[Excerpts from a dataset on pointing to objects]

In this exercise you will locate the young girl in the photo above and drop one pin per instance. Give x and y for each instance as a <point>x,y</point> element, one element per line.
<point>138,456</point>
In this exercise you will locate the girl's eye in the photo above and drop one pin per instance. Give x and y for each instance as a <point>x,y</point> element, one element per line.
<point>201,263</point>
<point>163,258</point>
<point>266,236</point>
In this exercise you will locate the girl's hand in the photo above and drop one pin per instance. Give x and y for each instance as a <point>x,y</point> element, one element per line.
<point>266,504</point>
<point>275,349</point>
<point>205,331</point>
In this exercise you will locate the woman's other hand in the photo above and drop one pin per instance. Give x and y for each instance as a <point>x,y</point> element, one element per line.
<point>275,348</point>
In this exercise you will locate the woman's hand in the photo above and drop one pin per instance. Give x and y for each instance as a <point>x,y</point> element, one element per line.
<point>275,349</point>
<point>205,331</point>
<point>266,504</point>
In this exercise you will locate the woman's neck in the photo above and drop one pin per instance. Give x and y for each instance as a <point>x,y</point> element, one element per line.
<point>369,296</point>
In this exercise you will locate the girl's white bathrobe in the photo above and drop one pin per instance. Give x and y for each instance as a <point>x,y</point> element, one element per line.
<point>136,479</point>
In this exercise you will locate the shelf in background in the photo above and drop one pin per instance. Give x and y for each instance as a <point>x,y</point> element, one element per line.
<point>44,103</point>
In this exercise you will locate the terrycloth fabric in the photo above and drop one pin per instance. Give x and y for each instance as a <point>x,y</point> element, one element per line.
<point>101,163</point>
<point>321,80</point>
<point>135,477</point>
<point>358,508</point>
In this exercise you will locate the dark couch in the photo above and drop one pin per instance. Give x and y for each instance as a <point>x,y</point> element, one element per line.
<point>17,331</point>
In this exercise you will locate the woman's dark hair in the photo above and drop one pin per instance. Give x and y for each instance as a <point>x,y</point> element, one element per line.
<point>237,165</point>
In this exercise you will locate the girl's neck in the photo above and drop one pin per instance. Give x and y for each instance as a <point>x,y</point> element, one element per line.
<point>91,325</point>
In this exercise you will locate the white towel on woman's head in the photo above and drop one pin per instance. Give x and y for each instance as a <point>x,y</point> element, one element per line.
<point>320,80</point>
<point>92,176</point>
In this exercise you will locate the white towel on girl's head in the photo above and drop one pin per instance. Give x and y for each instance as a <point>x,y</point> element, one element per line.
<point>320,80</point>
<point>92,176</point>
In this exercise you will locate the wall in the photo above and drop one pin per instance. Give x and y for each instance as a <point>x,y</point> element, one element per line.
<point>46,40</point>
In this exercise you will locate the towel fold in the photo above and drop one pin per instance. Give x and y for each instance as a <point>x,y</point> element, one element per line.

• _Exercise instructions_:
Please format every line of the items above as a numbered list, leaving out any blank lines.

• _Correct answer_:
1. In this exercise you will locate the young girl in the photo above and drop one pin per instance. Give x and y for each instance as a <point>x,y</point> element, one element per line.
2. <point>138,456</point>
3. In this exercise you will locate the girl's eye in the photo above and drop one pin per instance. Give x and y for each instance as a <point>x,y</point> element, one element per line.
4. <point>201,263</point>
5. <point>163,258</point>
6. <point>266,236</point>
7. In this exercise you will locate the girl's hand in the photo above and drop one pin per instance. Give x and y for each instance as a <point>x,y</point> element, one element per line.
8. <point>266,504</point>
9. <point>275,349</point>
10. <point>205,331</point>
11. In this exercise you will locate the woman's other hand in the photo above and drop one pin per instance. Give x and y for each instance as a <point>x,y</point> element, one element per line.
12. <point>275,348</point>
13. In this exercise you will locate the woman's hand in the photo above and drop one pin per instance. Give x and y for each instance as a <point>x,y</point> element, one element per line.
14. <point>275,349</point>
15. <point>205,331</point>
16. <point>266,504</point>
17. In this exercise you will locate the woman's neck in the photo above and drop one pin per instance. Give x and y for each instance as a <point>x,y</point> element, one element per line.
18. <point>369,296</point>
19. In this exercise you will locate the girl's white bathrobe in the photo above and drop one pin per instance. Give x and y for each instance as a <point>x,y</point> element, one element per line.
20. <point>136,479</point>
21. In this exercise you will locate the shelf in background in the photo above and drop one pin per instance. Give x and y for each instance as a <point>x,y</point> element, one element per line.
22. <point>44,103</point>
23. In this exercise you will locate the terrycloth fabric in the photo above and drop one pin per instance. Give x and y for each instance as a <point>x,y</point> element, one element per line.
24. <point>101,163</point>
25. <point>321,80</point>
26. <point>135,477</point>
27. <point>358,508</point>
28. In this exercise you will locate the dark couch in the photo above and drop one pin per instance. Give x and y for each instance as a <point>x,y</point> element, one element per line.
29. <point>17,331</point>
30. In this exercise you will locate the woman's dark hair in the photo above and drop one pin per instance. Give x and y for each instance as a <point>x,y</point> element, one element per line.
31. <point>237,165</point>
32. In this exercise you will locate the girl's neck in the photo above and drop one pin per instance. Give x and y for each instance as a <point>x,y</point> element, one element per line.
33. <point>91,325</point>
34. In this exercise you will locate the white towel on woman's head in the photo above and drop one pin per instance. Give x and y for each instance as a <point>x,y</point> element, one element per line.
35. <point>320,80</point>
36. <point>92,176</point>
37. In this exercise you will locate the white towel on girl's head in the photo above and drop one pin per instance. Give x and y for each instance as a <point>x,y</point> element, one element per line.
38. <point>320,80</point>
39. <point>92,176</point>
40. In this exercise you will locate the wall in the photo above and drop one pin per instance. Give x and y for each instance as a <point>x,y</point> element, one element per line.
41. <point>46,40</point>
42. In this exercise you will locate the towel fold in the photo above and drop one pin per instance. Give x and y for each instance as a <point>x,y</point> element, one element per line.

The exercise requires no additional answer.